*Task details*
Pull out every line of the material that contains the string "target" and copy each one in full.

*Excerpted data*
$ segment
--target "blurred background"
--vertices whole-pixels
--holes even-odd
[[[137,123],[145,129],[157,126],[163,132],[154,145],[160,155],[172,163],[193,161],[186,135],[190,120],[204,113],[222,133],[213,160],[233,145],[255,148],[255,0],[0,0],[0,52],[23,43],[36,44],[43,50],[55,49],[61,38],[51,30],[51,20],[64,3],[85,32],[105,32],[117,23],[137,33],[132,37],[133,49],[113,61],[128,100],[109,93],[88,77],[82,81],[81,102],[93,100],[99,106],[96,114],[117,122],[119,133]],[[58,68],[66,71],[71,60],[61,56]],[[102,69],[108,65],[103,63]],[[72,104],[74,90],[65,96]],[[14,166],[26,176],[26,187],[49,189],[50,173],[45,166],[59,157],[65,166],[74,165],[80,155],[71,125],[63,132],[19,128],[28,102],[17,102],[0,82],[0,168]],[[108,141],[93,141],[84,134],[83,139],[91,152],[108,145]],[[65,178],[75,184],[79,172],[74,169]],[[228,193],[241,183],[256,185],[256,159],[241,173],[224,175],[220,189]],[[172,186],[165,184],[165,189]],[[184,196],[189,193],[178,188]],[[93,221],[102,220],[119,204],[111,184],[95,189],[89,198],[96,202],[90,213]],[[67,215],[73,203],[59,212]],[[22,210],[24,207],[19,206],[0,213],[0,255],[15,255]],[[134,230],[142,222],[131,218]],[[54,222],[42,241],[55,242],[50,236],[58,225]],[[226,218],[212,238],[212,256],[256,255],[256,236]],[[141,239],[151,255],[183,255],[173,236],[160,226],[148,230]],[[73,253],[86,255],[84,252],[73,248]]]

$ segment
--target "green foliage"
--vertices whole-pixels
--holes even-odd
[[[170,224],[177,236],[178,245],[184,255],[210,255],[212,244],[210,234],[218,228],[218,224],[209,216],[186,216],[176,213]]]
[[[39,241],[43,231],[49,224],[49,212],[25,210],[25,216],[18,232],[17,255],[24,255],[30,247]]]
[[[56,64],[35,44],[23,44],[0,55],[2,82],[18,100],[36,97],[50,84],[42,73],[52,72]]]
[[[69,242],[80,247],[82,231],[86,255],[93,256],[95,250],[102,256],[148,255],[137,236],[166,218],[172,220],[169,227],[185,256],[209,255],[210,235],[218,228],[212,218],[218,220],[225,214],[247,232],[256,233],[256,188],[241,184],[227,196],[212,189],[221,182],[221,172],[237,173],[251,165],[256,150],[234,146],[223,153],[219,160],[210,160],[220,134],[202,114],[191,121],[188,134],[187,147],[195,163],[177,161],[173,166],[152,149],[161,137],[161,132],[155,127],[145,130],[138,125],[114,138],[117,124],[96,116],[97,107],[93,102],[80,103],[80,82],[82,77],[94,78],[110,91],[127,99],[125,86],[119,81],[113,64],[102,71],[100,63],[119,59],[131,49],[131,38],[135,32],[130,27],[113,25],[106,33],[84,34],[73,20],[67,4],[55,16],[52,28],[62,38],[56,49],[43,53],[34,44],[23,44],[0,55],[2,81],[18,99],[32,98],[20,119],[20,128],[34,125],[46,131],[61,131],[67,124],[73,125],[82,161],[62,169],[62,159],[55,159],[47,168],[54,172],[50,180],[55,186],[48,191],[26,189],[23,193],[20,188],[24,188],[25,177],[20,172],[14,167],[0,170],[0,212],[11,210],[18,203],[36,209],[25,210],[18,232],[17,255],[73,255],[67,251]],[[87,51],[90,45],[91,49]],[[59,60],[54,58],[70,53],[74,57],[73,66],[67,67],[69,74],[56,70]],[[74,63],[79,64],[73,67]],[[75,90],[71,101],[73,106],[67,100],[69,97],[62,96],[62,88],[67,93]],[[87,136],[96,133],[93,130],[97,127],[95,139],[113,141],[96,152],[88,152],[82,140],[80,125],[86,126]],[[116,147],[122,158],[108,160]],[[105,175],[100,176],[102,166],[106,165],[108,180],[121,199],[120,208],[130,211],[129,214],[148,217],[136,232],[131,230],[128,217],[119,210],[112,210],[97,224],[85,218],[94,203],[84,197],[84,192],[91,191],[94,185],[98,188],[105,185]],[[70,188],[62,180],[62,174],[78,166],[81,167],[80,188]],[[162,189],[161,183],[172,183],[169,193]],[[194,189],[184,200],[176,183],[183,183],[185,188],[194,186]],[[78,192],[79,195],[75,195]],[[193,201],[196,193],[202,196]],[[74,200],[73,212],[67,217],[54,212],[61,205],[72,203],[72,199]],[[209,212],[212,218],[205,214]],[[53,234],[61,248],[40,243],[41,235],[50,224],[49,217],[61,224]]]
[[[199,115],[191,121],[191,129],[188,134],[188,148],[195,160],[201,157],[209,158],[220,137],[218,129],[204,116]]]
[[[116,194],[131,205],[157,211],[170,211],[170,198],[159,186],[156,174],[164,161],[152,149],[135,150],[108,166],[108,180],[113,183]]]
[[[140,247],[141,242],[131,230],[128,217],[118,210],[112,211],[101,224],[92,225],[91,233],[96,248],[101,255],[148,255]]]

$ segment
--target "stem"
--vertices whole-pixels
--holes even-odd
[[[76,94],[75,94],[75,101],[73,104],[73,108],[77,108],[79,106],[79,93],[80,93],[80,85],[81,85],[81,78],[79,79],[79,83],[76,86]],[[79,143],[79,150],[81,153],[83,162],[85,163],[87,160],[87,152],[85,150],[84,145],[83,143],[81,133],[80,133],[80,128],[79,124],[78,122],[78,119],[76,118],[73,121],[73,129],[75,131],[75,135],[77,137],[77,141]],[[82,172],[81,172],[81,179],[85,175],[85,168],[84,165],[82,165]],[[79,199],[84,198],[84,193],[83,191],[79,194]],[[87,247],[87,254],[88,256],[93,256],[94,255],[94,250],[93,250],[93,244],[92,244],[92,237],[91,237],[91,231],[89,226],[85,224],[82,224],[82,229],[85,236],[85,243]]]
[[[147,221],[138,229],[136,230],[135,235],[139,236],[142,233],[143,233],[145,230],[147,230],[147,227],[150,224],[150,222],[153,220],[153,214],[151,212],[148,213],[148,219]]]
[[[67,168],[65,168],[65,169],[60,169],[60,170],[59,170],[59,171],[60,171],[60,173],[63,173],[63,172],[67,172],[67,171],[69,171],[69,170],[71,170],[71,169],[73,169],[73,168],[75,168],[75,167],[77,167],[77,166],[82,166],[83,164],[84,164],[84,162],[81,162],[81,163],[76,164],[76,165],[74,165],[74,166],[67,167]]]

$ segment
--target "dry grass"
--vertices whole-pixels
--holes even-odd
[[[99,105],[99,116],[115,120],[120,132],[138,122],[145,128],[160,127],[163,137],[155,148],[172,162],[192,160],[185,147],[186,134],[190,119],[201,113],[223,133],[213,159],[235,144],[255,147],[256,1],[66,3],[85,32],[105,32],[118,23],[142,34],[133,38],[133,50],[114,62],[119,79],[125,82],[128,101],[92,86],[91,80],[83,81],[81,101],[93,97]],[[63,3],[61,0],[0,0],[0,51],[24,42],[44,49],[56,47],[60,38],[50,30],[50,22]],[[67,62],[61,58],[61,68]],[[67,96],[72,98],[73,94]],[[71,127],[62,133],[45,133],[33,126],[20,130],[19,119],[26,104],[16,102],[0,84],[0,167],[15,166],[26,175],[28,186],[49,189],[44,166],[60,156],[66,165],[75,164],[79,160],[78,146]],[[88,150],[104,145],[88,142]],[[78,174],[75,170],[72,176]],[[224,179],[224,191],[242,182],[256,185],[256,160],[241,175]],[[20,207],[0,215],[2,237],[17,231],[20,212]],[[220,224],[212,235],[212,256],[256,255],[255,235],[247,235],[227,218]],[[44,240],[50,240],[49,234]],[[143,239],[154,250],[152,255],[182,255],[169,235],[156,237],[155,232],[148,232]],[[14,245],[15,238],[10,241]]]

*Solution to this task*
--target "blurred background"
--target "green foliage"
--target "stem"
--target "dry grass"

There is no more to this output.